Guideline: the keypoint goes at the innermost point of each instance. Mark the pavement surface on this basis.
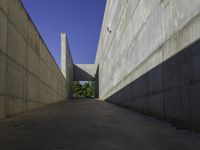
(91, 125)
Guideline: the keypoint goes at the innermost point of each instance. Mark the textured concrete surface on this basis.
(148, 58)
(29, 76)
(91, 125)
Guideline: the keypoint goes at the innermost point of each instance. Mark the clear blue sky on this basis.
(80, 19)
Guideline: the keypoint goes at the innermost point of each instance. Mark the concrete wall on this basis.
(148, 57)
(84, 72)
(29, 76)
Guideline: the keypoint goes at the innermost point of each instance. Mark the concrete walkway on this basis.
(91, 125)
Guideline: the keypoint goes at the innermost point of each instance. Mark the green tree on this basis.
(86, 89)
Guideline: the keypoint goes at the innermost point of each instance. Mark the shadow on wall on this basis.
(170, 91)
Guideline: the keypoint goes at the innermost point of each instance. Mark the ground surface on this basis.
(91, 125)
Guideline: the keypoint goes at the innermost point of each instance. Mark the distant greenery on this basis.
(83, 89)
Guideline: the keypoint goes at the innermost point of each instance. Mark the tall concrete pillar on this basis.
(64, 53)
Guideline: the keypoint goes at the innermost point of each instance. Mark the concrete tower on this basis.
(64, 53)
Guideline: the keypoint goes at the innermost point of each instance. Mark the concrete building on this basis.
(147, 60)
(149, 57)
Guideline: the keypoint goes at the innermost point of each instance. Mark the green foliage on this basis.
(84, 90)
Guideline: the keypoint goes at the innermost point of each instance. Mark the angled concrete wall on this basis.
(84, 72)
(148, 57)
(29, 76)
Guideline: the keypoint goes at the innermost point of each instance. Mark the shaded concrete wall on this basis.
(29, 76)
(148, 57)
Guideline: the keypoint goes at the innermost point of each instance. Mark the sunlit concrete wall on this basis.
(29, 76)
(149, 57)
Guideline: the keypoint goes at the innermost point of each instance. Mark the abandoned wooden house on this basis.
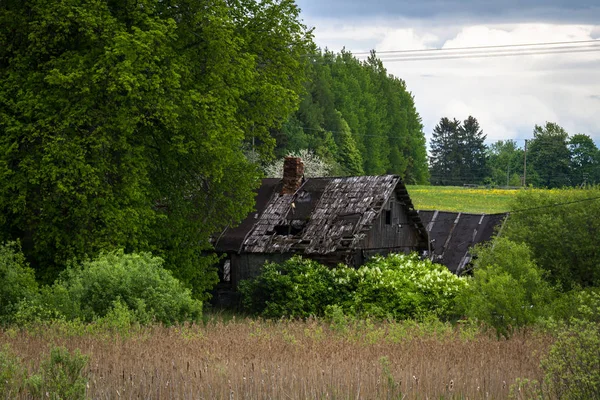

-.-.-

Exercise task
From the entries above, pick out each line that contains the word "wall" and copy those lines.

Right answer
Guideline: the keypoint goes at the innermost point of each instance. Mark the concrete wall on this basis.
Guideline: the keypoint goes at the innermost point of each instance. Mark the shadow on wall on this basis.
Guideline: the keypoint goes at the innermost point of each instance. Mark the angled concrete wall on this basis.
Guideline: the keypoint goes at the innermost point of each instance. Mark the shaded concrete wall on this basis.
Guideline: the keypoint goes at the innermost point of each instance. Mark the sunlit concrete wall on this basis.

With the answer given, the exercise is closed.